__Jobs__:
- 1) Quote the passage on AI and Friendliness from "The real point" to "part isn't addressed.".
- 2) Continue the passage on AI and Friendliness from the point where it stops.

-- Excerpt to read start --

The real point here, though, is this: quit being arrogant. You and I
are ignorant. We don't know how to build an AI, except in the most
general terms useful for philosophical arguments. Neither of us know
what technologies will be required in the end. Therefore, being humble
in the face of that ignorance is in order.

>> > make the chips become a Friendly Seed AI. And that's
>> > where SIAI comes in.
>>
>> I'm not feeling like joining the F issue before the
>> hardware and the software part isn't addressed.
>
> Even Eurisko shouldn't have been done without a
> coherent theory of Friendliness.

I suspect (I'm sorry to say) that assuring Friendliness is impossible,
both on a formal level (see Rice's Theorem) and on a practical level
(see informal points made by folks like Vinge on the impossibility of
understanding and thus controlling that which is vastly smarter than
you are.) I may be wrong, of course, but it doesn't look very good to
me.

(I realize that I've just violated the religion many people here on
this list subscribe to, but I have no respect for religion.)

However, given how lame the hardware Eurisko was run on was, the odds
of it getting "out of hand" seem utterly unwarranted. Eurisko wasn't
even as smart as a grasshopper.

-- Excerpt to read end --
-- Entries start --

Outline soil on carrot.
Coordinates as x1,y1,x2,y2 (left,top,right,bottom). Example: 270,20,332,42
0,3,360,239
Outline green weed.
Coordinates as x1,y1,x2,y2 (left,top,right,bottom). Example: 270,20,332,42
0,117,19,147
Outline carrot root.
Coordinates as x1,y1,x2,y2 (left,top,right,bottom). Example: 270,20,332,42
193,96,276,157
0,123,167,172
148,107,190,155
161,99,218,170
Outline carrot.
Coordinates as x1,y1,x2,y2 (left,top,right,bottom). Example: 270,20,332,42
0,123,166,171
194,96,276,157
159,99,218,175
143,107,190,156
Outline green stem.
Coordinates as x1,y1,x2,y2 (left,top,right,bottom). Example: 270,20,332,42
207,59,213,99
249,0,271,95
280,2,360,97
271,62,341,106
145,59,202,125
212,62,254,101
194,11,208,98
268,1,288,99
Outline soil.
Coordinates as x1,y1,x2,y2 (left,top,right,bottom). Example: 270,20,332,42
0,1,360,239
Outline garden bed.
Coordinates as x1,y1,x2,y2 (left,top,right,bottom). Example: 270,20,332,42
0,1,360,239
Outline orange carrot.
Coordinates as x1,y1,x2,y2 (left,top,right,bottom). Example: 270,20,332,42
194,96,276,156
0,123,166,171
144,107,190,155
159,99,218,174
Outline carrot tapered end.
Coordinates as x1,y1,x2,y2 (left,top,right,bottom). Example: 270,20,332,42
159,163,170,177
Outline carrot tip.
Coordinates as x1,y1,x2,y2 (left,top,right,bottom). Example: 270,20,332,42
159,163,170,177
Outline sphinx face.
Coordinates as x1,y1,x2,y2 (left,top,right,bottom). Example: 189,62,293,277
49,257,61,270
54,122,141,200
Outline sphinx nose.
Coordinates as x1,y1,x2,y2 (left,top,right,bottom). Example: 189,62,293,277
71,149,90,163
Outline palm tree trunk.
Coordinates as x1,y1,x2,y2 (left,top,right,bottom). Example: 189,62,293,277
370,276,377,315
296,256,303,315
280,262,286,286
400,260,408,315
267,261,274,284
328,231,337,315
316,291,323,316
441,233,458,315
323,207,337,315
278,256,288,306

-- Entries end --

__Exercise responses__:
- 1)
The real point here, though, is this: quit being arrogant. You and I
are ignorant. We don't know how to build an AI, except in the most
general terms useful for philosophical arguments. Neither of us know
what technologies will be required in the end. Therefore, being humble
in the face of that ignorance is in order.

>> > make the chips become a Friendly Seed AI. And that's
>> > where SIAI comes in.
>>
>> I'm not feeling like joining the F issue before the
>> hardware and the software part isn't addressed.

- 2)
(As an aside, I'll say this out loud even though some of Doug Lenat's
victims live here -- the joke about Lenat in the Hacker's Dictionary
was hardly severe enough. Cyc is one of the most massive wastes of
money I've ever seen.)

> When you're planning on making a being that has the potential to
> blow up the planet, you don't want to take any unnecessary risks by
> something as easily remedied as putting the AI before the
> Friendliness theory.

Keep in mind that likely, out there there are intelligent creatures
created without regard to "Friendliness theory" that whatever you
create is going to have to survive against. Someday, they'll encounter
each other. I'd prefer that my successors not be wiped out at first
glance in such an encounter, which likely requires that such designs
need to be stupendous badasses (to use the Neil Stephenson term).

Again, though, I'm probably violating the local religion in saying
that.

>> Unless, of course, that's off-topic for this list.
>> It it is so, this list is about plucking virtual
>> lint from our nonexisting navels.
>>
>> -- Eugen* Leitl leitl

Eugen and I seem to be in violent agreement about far too many
things. :)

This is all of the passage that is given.